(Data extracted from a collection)
•••••

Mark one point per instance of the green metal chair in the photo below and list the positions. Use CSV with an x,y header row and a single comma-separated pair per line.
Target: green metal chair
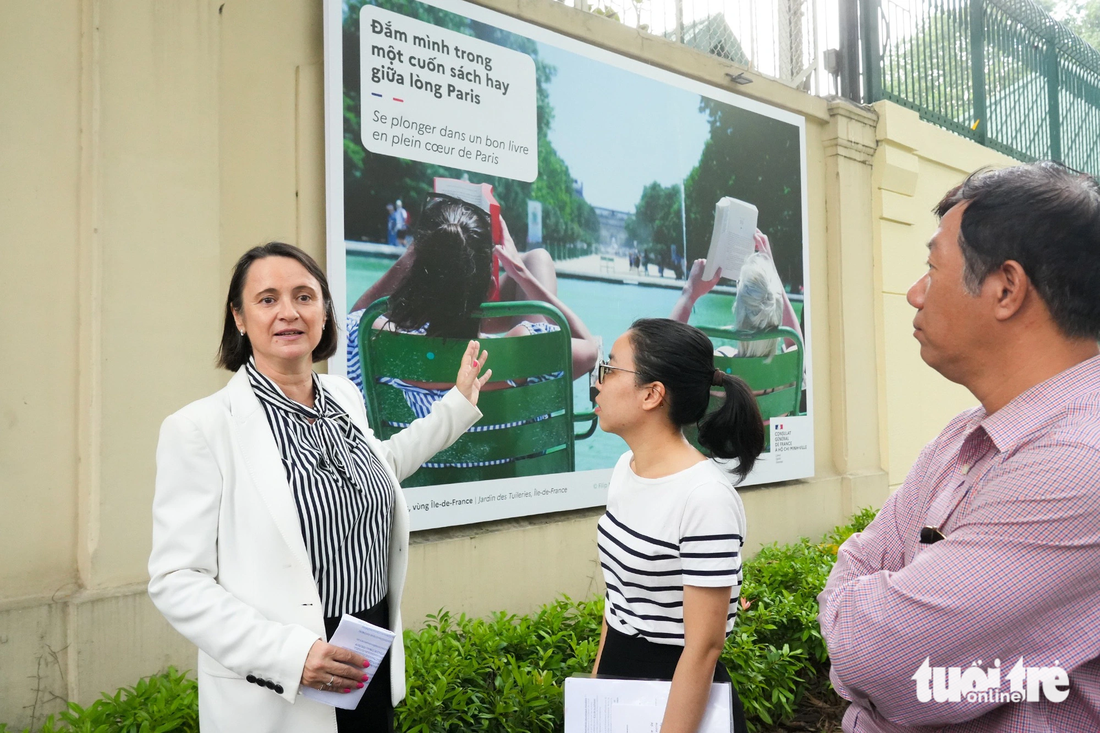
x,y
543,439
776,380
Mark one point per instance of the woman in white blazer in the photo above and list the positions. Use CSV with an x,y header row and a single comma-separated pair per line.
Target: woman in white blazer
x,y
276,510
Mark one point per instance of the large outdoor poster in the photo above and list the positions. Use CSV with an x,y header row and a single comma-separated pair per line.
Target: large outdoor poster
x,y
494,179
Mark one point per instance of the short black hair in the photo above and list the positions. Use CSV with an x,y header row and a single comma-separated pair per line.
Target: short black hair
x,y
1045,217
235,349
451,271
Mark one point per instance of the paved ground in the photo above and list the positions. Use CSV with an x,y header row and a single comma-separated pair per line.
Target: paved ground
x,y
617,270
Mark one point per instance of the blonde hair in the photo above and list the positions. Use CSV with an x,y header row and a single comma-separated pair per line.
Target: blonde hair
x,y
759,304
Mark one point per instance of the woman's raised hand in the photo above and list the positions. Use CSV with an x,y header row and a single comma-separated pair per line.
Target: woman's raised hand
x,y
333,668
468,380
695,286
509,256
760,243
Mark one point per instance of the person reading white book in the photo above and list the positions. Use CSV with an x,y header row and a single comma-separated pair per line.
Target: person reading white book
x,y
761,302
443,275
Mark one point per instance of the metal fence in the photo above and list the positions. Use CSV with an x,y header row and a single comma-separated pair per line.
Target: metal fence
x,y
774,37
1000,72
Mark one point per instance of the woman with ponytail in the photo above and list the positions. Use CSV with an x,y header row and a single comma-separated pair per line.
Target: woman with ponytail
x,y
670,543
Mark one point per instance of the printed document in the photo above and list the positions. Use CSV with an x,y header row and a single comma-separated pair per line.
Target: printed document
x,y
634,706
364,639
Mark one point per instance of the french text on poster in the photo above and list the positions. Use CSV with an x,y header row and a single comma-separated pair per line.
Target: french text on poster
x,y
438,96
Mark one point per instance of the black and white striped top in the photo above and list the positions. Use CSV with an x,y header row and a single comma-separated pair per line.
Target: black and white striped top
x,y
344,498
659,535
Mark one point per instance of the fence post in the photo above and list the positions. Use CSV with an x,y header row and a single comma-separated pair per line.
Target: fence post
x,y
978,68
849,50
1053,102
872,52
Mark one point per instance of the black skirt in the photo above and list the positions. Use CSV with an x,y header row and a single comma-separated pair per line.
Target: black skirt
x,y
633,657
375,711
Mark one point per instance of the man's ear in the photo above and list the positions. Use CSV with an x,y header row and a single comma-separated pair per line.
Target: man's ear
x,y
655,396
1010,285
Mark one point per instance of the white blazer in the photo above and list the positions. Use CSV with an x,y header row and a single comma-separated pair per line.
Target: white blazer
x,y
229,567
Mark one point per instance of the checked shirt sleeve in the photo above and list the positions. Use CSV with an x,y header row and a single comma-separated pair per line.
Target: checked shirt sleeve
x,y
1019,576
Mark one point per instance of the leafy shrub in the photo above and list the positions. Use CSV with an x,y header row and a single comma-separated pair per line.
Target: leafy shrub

•••••

▸ **Directions**:
Starting with the line that contains "Mark one point per instance of the white", print each line through the last one in the listing. Include both end lines and add nothing.

▸ **Exercise response**:
Mark one point per instance of the white blazer in the photo above and list the positions. Use CSV with an x,y header row and a single comma-separated pair per line.
Target: white blazer
x,y
229,567
Mark one point per instance of the checked shirt sleeve in the photo above and list the positions. Use CSV with an x,y header row and a single comma-separated pair per line.
Target: checked shirt sleeve
x,y
1019,576
Mark one point per instance of the leafy shrub in the photo above and list the positions. Use CSV with an x,y header row and a single comma-separated pair per line.
Target: leafy shrub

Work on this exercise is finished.